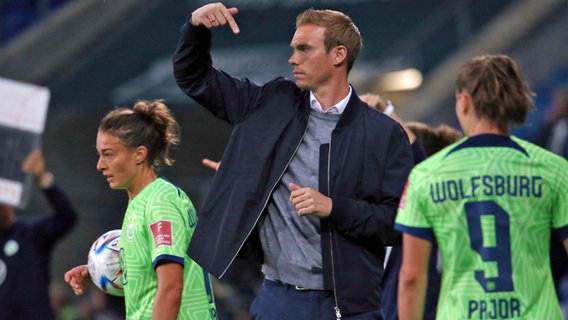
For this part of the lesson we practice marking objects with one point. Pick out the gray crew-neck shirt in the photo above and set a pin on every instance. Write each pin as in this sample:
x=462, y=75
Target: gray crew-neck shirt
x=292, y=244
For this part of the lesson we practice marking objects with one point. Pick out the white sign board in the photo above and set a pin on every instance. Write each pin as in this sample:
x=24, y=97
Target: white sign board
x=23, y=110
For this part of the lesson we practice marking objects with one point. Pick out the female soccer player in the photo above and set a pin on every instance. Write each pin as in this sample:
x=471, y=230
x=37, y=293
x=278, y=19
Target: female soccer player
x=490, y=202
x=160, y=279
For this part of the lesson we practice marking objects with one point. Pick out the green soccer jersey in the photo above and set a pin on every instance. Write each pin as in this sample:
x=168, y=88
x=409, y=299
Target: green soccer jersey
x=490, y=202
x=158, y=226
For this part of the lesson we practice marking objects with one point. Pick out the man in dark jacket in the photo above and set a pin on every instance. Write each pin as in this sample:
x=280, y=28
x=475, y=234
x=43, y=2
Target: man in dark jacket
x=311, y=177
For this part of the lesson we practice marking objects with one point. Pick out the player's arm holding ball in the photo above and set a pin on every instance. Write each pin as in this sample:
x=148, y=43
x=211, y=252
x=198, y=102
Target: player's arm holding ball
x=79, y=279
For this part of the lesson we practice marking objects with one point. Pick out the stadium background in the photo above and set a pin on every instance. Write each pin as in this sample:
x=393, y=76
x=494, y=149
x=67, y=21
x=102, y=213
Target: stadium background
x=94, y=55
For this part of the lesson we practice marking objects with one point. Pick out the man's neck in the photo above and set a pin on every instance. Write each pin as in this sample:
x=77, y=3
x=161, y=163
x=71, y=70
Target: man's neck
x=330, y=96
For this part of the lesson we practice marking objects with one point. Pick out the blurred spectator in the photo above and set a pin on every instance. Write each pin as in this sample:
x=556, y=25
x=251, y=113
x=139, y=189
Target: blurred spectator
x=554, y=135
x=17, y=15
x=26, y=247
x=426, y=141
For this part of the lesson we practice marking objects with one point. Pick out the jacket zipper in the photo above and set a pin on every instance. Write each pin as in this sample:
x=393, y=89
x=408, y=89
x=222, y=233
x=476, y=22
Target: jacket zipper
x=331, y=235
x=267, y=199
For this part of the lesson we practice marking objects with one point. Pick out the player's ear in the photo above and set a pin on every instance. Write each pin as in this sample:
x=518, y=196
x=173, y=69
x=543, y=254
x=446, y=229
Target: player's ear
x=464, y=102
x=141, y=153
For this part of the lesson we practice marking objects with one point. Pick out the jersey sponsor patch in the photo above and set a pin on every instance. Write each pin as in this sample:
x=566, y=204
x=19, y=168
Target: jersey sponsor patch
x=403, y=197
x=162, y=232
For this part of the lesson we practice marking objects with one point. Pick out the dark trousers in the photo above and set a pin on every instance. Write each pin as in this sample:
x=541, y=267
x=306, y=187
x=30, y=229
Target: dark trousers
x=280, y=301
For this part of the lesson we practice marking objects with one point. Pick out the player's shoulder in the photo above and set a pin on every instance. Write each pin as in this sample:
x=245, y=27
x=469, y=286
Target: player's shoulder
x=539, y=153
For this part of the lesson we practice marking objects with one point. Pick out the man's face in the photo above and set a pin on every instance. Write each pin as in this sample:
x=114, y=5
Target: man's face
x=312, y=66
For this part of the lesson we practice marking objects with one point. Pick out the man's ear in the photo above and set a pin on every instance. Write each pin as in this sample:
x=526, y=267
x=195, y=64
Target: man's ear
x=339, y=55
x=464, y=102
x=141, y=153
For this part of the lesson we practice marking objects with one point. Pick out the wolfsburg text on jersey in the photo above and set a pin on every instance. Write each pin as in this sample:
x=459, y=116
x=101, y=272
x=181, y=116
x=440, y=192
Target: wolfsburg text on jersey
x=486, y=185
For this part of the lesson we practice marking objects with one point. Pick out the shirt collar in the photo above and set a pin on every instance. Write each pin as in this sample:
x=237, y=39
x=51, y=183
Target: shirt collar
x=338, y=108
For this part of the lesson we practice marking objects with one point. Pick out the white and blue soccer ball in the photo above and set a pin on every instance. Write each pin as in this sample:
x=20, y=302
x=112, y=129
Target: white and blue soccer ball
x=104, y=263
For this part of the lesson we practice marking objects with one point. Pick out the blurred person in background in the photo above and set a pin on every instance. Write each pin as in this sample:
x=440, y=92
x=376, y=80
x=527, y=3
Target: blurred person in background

--------------------

_Stated goal_: Reproduce all of the lines above, substituting "place a marker" for every occurrence of "set a pin" and leaving everything else unchanged. Omit the pictures from your version.

_Task result_:
For this part of the lesson we practice marking objects with one point. Pick out the gray crew-neck shirt in the photo above and place a marker on every instance. Write each pin as in this sample:
x=462, y=75
Target: gray crew-neck shirt
x=292, y=244
For this part of the lesson we practice marking objects with one point. Pick out the white sign board in the photo above and place a marker on every instance. Write each pin as in this sample:
x=24, y=97
Target: white sign board
x=23, y=110
For this part of the lesson we practice marking objects with one point. Pick out the female soccer player in the photo above and place a marker on every instance. Write each pin as in this sample:
x=471, y=230
x=37, y=293
x=278, y=19
Target: female soccer player
x=490, y=202
x=160, y=279
For this part of the lesson we practice marking objects with one point. Pick out the green soccer jersey in the photo above and place a marker on every instance. Write each pin as in this sample:
x=168, y=88
x=409, y=299
Target: green soccer jersey
x=490, y=202
x=158, y=226
For this part of the lesson we practice marking objects with one point. Pick out the man in dark jacket in the photo above and place a marker on every instance. Write each pin as in this sample:
x=280, y=28
x=475, y=234
x=43, y=2
Target: man in dark jacket
x=311, y=177
For this part of the lesson we practice marking objects with one point. Pick out the player's arm holding ball in the photo above and place a marker on every instance. Write each pin as in this sample:
x=148, y=43
x=211, y=252
x=198, y=102
Target: player's arm holding ball
x=79, y=279
For this part of the lesson we practice marking objects with one point. Pick out the stadium background in the photo above and place a marker on every instance. Write each pin as in this sample:
x=393, y=76
x=494, y=149
x=67, y=21
x=102, y=213
Target: stadium background
x=94, y=55
For this part of the lesson we practice marking objects with one point. Pick out the man's neck in the photo above and place a marker on every instance. Write each pin as in this sample:
x=77, y=3
x=161, y=163
x=71, y=70
Target: man's neck
x=330, y=96
For this part of the lesson we practice marking objects with one point. Pick out the blurred spectator in the photo above and place a marker on every instance. Write each pin as in this sample:
x=556, y=25
x=251, y=113
x=139, y=189
Target: blurred spectator
x=554, y=135
x=17, y=15
x=26, y=247
x=426, y=141
For this part of the lesson we practice marking objects with one point. Pick out the jacket zipper in the photo above and place a marker on every instance. Write each pin as in this sample:
x=393, y=89
x=408, y=89
x=222, y=233
x=476, y=22
Target: jacket zipper
x=331, y=235
x=267, y=199
For this part of the lesson we practice marking objects with one point. Pick out the player's ear in the photo above and place a marker on every instance. Write each pin as in this sample:
x=518, y=196
x=173, y=69
x=543, y=254
x=446, y=229
Target: player's ear
x=464, y=102
x=141, y=153
For this part of the lesson we practice marking objects with one point. Pick out the jersey sponsor patch in the photo above and place a marker on every instance. Write each pin as in this sample:
x=566, y=204
x=19, y=168
Target: jersey sponsor patch
x=403, y=197
x=162, y=232
For this part of the lesson we practice marking objects with one point. Pick out the dark trousers in the photo above and place a marker on every instance. Write each pin as in this sample:
x=541, y=267
x=306, y=187
x=30, y=229
Target: dark trousers
x=280, y=301
For this part of the lesson we practice marking objects with one point. Pick out the player's shoulder in the photo above and place a marker on every instance. Write each pin as in this sample:
x=245, y=27
x=469, y=286
Target: player's shoulder
x=539, y=153
For this part of the lesson we practice marking objects with one point. Pick out the man's face in the photo above and place a marker on every instance. Write each pin as in this sample:
x=114, y=5
Target: man's face
x=312, y=66
For this part of the lesson we practice marking objects with one point. Pick out the man's ear in the photo above and place a marker on every instance. Write each pin as in this sample:
x=526, y=267
x=195, y=64
Target: man's ear
x=339, y=55
x=464, y=102
x=141, y=153
For this part of the lesson we practice marking objects with one point. Pick out the wolfsburg text on jersey in the photo above and place a marker on every instance. Write each pin as in this sample:
x=459, y=116
x=101, y=272
x=181, y=116
x=440, y=192
Target: wolfsburg text on jersey
x=486, y=185
For this part of the lesson we practice marking objects with one point. Pick out the shirt collar in the photo above and place a marker on every instance. Write each pin as in this sample:
x=237, y=39
x=51, y=183
Target: shirt collar
x=338, y=108
For this part of the lesson we practice marking objects with one point. Pick out the white and blue soccer ball in the photo above and place a marker on every instance. Write each pin as in this sample:
x=20, y=302
x=112, y=129
Target: white and blue soccer ball
x=104, y=263
For this part of the lesson we practice marking objects with one point. Pick out the blurred person in background in the photo above and place a marker on every instance. Write each pin as in this sample:
x=440, y=92
x=376, y=80
x=527, y=3
Target: blurred person in background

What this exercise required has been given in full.